TEXT SECTION:

※

A Progressive Defense of Originalism

In nominating Judge Neil M. Gorsuch to the Supreme Court, President Trump fulfilled a campaign pledge to nominate a person who followed in the tradition of “Originalism” espoused by Justice Antonin J. Scalia. In making this pledge, Mr. Trump affirmed the conventional association between an Originalist approach to legal interpretation and a well defined set of conservative political and social views. To be an Originalist, Trump implied and his supporters assumed, was to be anti-regulation, anti-abortion, anti-welfare, anti-immigrant, anti-minority rights; it was also to be pro-business, pro-“religious freedom,” pro-traditional family, and pro-states’ rights. The stated expectation was that an Originalist, while endorsing “judicial restraint” and what Scalia sometimes called the “original public meaning” of the Constitution, could be counted on to affirm Citizens United, strike down or weaken Roe v. Wade, support efforts to tighten the requirements for voting, and protect or expand gun rights. By the same token, judges who adopt the “Living Constitution” approach in which the text is available to contemporary reinterpretation could presumably be relied upon to take the opposite side on all those issues.

※

WHAT YOU WILL DO:
Continue the essay above on a progressive defense of originalism, beginning after its final sentence.

※

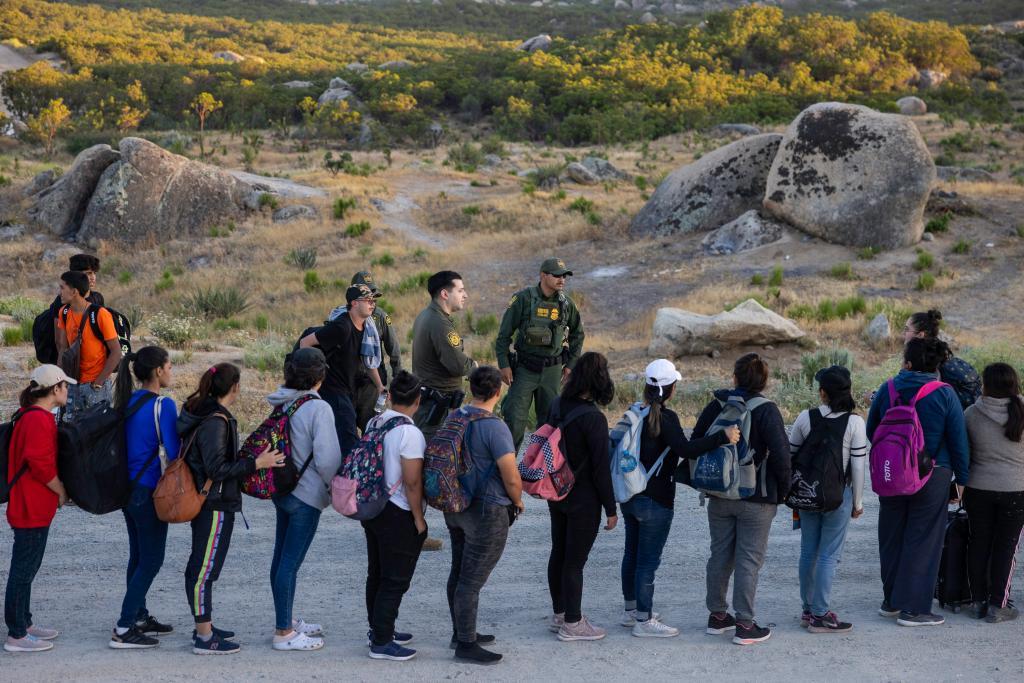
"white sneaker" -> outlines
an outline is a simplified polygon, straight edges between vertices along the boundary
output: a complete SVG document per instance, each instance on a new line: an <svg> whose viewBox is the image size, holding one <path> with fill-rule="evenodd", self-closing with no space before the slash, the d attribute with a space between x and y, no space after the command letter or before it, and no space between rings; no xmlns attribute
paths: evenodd
<svg viewBox="0 0 1024 683"><path fill-rule="evenodd" d="M652 612L651 616L653 616L654 618L657 618L658 616L660 616L660 614L658 614L657 612ZM637 610L635 610L635 609L625 609L625 610L623 610L623 618L618 623L622 624L625 627L634 627L634 626L637 625L637 622L642 622L642 621L644 621L644 620L642 620L642 618L638 620L637 618Z"/></svg>
<svg viewBox="0 0 1024 683"><path fill-rule="evenodd" d="M47 640L39 640L35 636L27 635L25 638L11 638L7 636L3 648L8 652L45 652L53 649L53 643Z"/></svg>
<svg viewBox="0 0 1024 683"><path fill-rule="evenodd" d="M278 640L281 636L273 637L273 649L275 650L294 650L294 651L311 651L318 650L324 647L323 638L313 638L307 636L299 631L293 632L293 635L288 640Z"/></svg>
<svg viewBox="0 0 1024 683"><path fill-rule="evenodd" d="M300 618L292 620L292 628L296 633L301 633L304 636L323 636L324 627L319 624L306 624Z"/></svg>
<svg viewBox="0 0 1024 683"><path fill-rule="evenodd" d="M633 627L633 635L637 638L672 638L679 635L679 629L668 624L662 624L657 618L637 622Z"/></svg>

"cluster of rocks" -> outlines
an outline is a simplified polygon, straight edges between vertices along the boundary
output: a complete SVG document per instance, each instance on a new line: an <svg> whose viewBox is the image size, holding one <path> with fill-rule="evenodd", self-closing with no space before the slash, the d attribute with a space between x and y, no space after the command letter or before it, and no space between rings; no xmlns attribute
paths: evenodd
<svg viewBox="0 0 1024 683"><path fill-rule="evenodd" d="M918 243L935 164L906 117L821 102L782 135L740 138L672 172L634 218L634 236L715 233L709 253L768 244L796 227L835 244Z"/></svg>
<svg viewBox="0 0 1024 683"><path fill-rule="evenodd" d="M262 194L213 166L126 137L83 151L59 177L44 171L26 188L30 221L69 241L138 243L206 234L259 207Z"/></svg>

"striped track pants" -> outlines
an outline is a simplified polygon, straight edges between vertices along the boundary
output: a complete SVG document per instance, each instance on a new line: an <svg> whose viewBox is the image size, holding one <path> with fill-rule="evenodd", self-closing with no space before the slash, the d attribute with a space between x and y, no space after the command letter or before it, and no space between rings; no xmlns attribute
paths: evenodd
<svg viewBox="0 0 1024 683"><path fill-rule="evenodd" d="M197 624L212 621L213 582L224 565L233 528L233 512L204 508L191 521L193 549L185 565L185 596Z"/></svg>

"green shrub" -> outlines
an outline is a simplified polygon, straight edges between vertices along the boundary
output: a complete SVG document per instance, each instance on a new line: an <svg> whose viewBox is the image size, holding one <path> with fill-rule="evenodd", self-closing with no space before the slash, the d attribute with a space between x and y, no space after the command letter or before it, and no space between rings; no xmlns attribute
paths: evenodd
<svg viewBox="0 0 1024 683"><path fill-rule="evenodd" d="M303 270L310 270L316 267L316 247L303 247L293 249L285 257L285 263L294 265Z"/></svg>
<svg viewBox="0 0 1024 683"><path fill-rule="evenodd" d="M918 260L913 262L914 270L927 270L935 265L935 257L924 249L918 250Z"/></svg>
<svg viewBox="0 0 1024 683"><path fill-rule="evenodd" d="M951 251L954 254L969 254L971 253L971 242L968 240L957 240Z"/></svg>
<svg viewBox="0 0 1024 683"><path fill-rule="evenodd" d="M200 288L184 301L186 310L206 318L232 317L251 305L249 295L237 287Z"/></svg>
<svg viewBox="0 0 1024 683"><path fill-rule="evenodd" d="M170 348L187 348L201 329L202 325L195 317L178 317L163 311L150 317L150 332L161 344Z"/></svg>
<svg viewBox="0 0 1024 683"><path fill-rule="evenodd" d="M926 232L945 232L949 229L949 221L952 220L953 215L951 213L944 213L940 216L930 219L925 223Z"/></svg>
<svg viewBox="0 0 1024 683"><path fill-rule="evenodd" d="M856 276L853 273L853 266L846 261L835 264L828 270L828 274L836 280L853 280Z"/></svg>
<svg viewBox="0 0 1024 683"><path fill-rule="evenodd" d="M334 217L336 220L343 219L348 212L355 208L354 197L339 197L334 201Z"/></svg>
<svg viewBox="0 0 1024 683"><path fill-rule="evenodd" d="M350 238L357 238L360 234L366 234L369 231L370 231L369 220L360 220L357 223L349 223L348 226L345 227L345 234L347 234Z"/></svg>
<svg viewBox="0 0 1024 683"><path fill-rule="evenodd" d="M312 294L326 289L327 283L321 280L319 273L315 270L306 270L306 274L302 276L302 288L306 294Z"/></svg>

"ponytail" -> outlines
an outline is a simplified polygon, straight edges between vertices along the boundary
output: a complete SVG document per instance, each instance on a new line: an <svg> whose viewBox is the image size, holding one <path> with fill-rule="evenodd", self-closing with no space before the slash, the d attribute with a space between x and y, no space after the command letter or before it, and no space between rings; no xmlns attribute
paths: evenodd
<svg viewBox="0 0 1024 683"><path fill-rule="evenodd" d="M1021 400L1021 384L1017 371L1005 362L993 362L985 367L981 374L984 395L991 398L1009 398L1007 405L1009 419L1004 431L1011 441L1020 443L1024 436L1024 401Z"/></svg>
<svg viewBox="0 0 1024 683"><path fill-rule="evenodd" d="M647 403L647 429L651 436L662 434L662 409L665 401L672 398L672 392L676 388L675 383L659 387L654 384L646 384L643 388L643 400Z"/></svg>
<svg viewBox="0 0 1024 683"><path fill-rule="evenodd" d="M167 349L160 346L143 346L138 351L125 353L118 366L118 379L114 386L115 408L118 410L127 408L128 401L131 400L132 391L135 389L131 374L128 372L129 364L131 364L135 379L142 383L153 379L153 374L163 368L170 357Z"/></svg>
<svg viewBox="0 0 1024 683"><path fill-rule="evenodd" d="M242 371L229 362L218 362L203 373L199 388L185 399L185 410L198 413L208 399L223 398L242 380Z"/></svg>

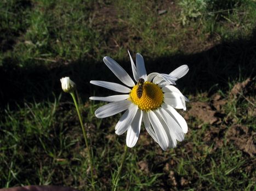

※

THE REPLY:
For all the certainty many people have on the subject, however, the connection between interpretive method and political orientation is hard to establish. Originalism in particular is not well understood despite a growing bibliography on the subject. For one thing, almost each Justice currently serving on the Court had, in the course of their confirmation hearings, professed a reverence for the Constitution and a pronounced reluctance to “legislate from the bench,” both tenets of Originalism. Chief Justice John Roberts’s statement during his confirmation hearing that the job of a jurist was “to call balls and strikes” stands as the definitive expression of the judicial attitude of self-nullification that has become required of nominees to the Court. And yet, despite unanimous commitment to what Alexander Hamilton described as the “steady, upright, and impartial administration of the laws,” the Court has divided sharply along partisan lines; indeed, even the conservative faction has occasionally fissured, as when Roberts, to general amazement, voted to sustain the Affordable Care Act in King v. Burwell (2015).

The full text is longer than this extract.